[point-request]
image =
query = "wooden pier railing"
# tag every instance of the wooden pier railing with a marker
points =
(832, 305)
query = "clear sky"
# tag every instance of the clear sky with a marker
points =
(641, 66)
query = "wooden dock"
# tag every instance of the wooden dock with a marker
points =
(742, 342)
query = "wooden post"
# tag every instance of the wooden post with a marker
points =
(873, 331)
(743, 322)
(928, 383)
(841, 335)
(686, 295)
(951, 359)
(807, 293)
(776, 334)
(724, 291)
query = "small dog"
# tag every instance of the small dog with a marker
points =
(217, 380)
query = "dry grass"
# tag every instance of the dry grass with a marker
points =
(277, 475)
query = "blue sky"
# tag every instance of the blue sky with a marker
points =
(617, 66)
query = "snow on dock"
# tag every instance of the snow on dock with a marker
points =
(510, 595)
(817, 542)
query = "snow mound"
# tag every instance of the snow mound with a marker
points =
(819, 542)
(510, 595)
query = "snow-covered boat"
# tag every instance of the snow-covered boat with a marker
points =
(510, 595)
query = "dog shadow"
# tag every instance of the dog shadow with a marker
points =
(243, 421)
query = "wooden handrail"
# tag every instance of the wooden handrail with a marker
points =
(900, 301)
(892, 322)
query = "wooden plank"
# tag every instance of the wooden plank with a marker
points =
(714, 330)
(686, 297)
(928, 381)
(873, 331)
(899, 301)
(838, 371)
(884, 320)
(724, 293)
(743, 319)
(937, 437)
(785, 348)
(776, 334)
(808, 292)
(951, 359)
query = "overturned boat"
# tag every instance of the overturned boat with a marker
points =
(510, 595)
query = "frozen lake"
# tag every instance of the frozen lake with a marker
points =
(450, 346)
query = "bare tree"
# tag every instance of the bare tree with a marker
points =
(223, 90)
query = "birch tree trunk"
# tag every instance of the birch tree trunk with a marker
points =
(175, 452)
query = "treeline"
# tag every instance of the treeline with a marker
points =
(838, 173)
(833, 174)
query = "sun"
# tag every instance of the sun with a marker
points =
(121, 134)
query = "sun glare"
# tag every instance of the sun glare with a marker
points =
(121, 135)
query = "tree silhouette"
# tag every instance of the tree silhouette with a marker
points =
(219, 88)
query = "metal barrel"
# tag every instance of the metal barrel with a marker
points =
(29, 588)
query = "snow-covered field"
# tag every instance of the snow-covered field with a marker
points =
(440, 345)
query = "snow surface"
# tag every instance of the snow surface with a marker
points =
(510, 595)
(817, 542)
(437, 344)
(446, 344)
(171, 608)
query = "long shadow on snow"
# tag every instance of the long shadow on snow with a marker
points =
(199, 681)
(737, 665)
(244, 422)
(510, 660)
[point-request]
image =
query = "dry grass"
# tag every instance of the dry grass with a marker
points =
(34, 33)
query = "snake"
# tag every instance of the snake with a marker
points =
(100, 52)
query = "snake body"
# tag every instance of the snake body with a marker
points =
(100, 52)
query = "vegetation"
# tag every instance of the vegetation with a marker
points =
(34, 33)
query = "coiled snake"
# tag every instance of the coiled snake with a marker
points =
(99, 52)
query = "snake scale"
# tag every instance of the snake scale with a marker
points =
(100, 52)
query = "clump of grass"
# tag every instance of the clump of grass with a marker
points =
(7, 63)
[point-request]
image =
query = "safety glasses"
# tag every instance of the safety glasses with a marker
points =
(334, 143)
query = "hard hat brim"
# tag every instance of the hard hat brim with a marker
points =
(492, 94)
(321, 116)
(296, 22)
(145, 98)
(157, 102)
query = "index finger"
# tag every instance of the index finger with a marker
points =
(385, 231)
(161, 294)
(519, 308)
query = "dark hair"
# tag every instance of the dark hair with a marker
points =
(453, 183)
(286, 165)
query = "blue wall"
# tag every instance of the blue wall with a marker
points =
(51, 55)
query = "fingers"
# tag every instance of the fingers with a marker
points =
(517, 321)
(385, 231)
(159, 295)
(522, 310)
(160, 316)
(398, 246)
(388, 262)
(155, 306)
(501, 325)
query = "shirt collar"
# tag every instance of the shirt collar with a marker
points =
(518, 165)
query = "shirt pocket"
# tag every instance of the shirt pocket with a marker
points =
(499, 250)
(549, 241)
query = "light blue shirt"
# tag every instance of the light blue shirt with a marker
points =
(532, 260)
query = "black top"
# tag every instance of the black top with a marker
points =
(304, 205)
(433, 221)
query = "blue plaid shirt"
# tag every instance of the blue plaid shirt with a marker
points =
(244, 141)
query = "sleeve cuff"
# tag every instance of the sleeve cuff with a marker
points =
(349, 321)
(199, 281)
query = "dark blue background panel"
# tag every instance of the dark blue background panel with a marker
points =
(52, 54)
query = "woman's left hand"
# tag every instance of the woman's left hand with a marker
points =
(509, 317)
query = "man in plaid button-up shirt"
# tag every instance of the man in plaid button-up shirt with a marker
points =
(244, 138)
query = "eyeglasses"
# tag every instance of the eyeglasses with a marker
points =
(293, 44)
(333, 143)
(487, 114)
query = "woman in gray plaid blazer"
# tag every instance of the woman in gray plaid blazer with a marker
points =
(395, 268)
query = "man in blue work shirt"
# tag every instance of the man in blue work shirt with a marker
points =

********************

• [Stated task]: Copy the records above exactly.

• [Solution for this exercise]:
[point-request]
image =
query = "wooden pier railing"
# tag every instance of the wooden pier railing with a marker
points =
(832, 305)
query = "clear sky"
# tag every instance of the clear sky with a marker
points =
(641, 66)
query = "wooden dock"
# tag every instance of the wooden dock with a marker
points =
(742, 342)
query = "wooden post"
# tag every instance of the wooden post with a marker
points =
(873, 331)
(743, 322)
(928, 383)
(841, 335)
(686, 295)
(951, 359)
(807, 293)
(776, 334)
(724, 291)
query = "small dog"
# tag every instance of the small dog with a marker
points =
(217, 380)
query = "dry grass"
# tag every instance of the dry grass with a marker
points =
(277, 475)
query = "blue sky"
# tag every instance of the blue sky with a marker
points =
(617, 66)
query = "snow on dock"
# tag every instance of the snow on dock with a marker
points =
(510, 595)
(817, 542)
query = "snow mound"
# tag every instance of the snow mound with a marker
points =
(819, 542)
(510, 595)
query = "snow-covered boat"
# tag every instance of the snow-covered boat with a marker
points =
(510, 595)
query = "dog shadow"
# tag every instance of the dog shadow with a marker
points =
(243, 421)
query = "wooden handrail"
# tag every instance of the wooden handrail with a marker
points =
(900, 301)
(892, 322)
query = "wooden plank"
# tag every instance of the wooden plank with a marker
points =
(714, 330)
(686, 297)
(928, 381)
(873, 331)
(899, 301)
(838, 371)
(884, 320)
(724, 293)
(743, 319)
(937, 437)
(785, 348)
(776, 334)
(808, 292)
(951, 359)
query = "overturned boat"
# tag every instance of the overturned boat with a marker
points =
(510, 595)
query = "frozen lake"
# tag every instance of the frozen lake with a marker
points =
(450, 346)
query = "bare tree"
# tag every instance of the bare tree with a marker
points =
(223, 90)
query = "birch tree trunk"
# tag every instance of the birch tree trunk with a marker
points =
(175, 452)
query = "treeline"
# tag every instance of the treeline with a marker
points =
(838, 173)
(833, 174)
query = "sun"
# tag every instance of the sun with a marker
points =
(121, 134)
query = "sun glare"
# tag every instance of the sun glare with a marker
points =
(121, 135)
query = "tree silhouette"
# tag every instance of the tree silhouette with a marker
points =
(219, 88)
query = "metal barrel"
# tag every instance of the metal barrel with a marker
points =
(29, 588)
query = "snow-covered field"
# tag every instance of the snow-covered field with a marker
points =
(440, 345)
query = "snow surface"
# tag every instance of the snow surface with a marker
points =
(510, 595)
(817, 542)
(437, 344)
(446, 344)
(171, 608)
query = "long shadow on snow"
# tag every instance of the long shadow on snow with a marker
points =
(199, 681)
(737, 665)
(244, 422)
(510, 660)
[point-request]
image =
query = "dry grass"
# tag every instance of the dry grass with a marker
points =
(34, 33)
query = "snake"
# tag every instance of the snake with a marker
points =
(100, 52)
query = "snake body"
# tag every instance of the snake body with a marker
points =
(100, 52)
query = "vegetation"
# tag every instance of the vegetation with a marker
points =
(34, 33)
query = "coiled snake"
# tag every instance of the coiled snake with a marker
points =
(99, 52)
query = "snake scale"
# tag every instance of the snake scale with a marker
points =
(100, 52)
query = "clump of grass"
# tag every instance of the clump of grass with a marker
points =
(7, 63)
[point-request]
image =
query = "safety glasses"
# tag every instance of the safety glasses with a marker
points =
(334, 143)
query = "hard hat brim"
# tag every instance of the hard hat brim with a marker
points =
(492, 94)
(321, 116)
(296, 22)
(145, 98)
(157, 102)
query = "index finger"
# tag every instance of the index finger with a marker
points =
(385, 231)
(161, 294)
(519, 308)
query = "dark hair"
# tag every instance of the dark hair with a marker
points =
(453, 183)
(286, 165)
query = "blue wall"
# tag every instance of the blue wall with a marker
points =
(51, 55)
query = "fingers"
# tag every instance of the fingers with a marker
points =
(517, 321)
(385, 231)
(159, 295)
(522, 310)
(160, 316)
(398, 246)
(388, 262)
(155, 306)
(501, 325)
query = "shirt collar"
# tag every instance of the shirt collar with a marker
points =
(518, 165)
query = "shirt pocket"
# tag every instance of the shirt pocket with a marker
points =
(499, 250)
(549, 241)
query = "light blue shirt"
# tag every instance of the light blue shirt with a marker
points =
(532, 260)
query = "black top"
# tag every instance of the black top with a marker
points =
(304, 205)
(433, 221)
query = "blue plaid shirt"
# tag every instance of the blue plaid shirt with a marker
points =
(244, 141)
query = "sleeve cuff"
# tag every instance of the sleeve cuff with a marker
points =
(349, 321)
(199, 281)
query = "dark blue background panel"
# tag every instance of the dark blue background panel with a marker
points =
(52, 54)
query = "woman's left hand"
# tag every instance of the woman's left hand with a marker
points =
(509, 317)
query = "man in plaid button-up shirt"
# tag every instance of the man in plaid button-up shirt with a marker
points =
(244, 138)
query = "eyeglasses"
# tag every instance of the eyeglasses with a marker
points =
(293, 44)
(333, 143)
(487, 114)
query = "woman in gray plaid blazer"
# tag every instance of the woman in gray plaid blazer with a marker
points =
(395, 268)
query = "man in blue work shirt"
# tag every instance of the man in blue work shirt with a marker
points =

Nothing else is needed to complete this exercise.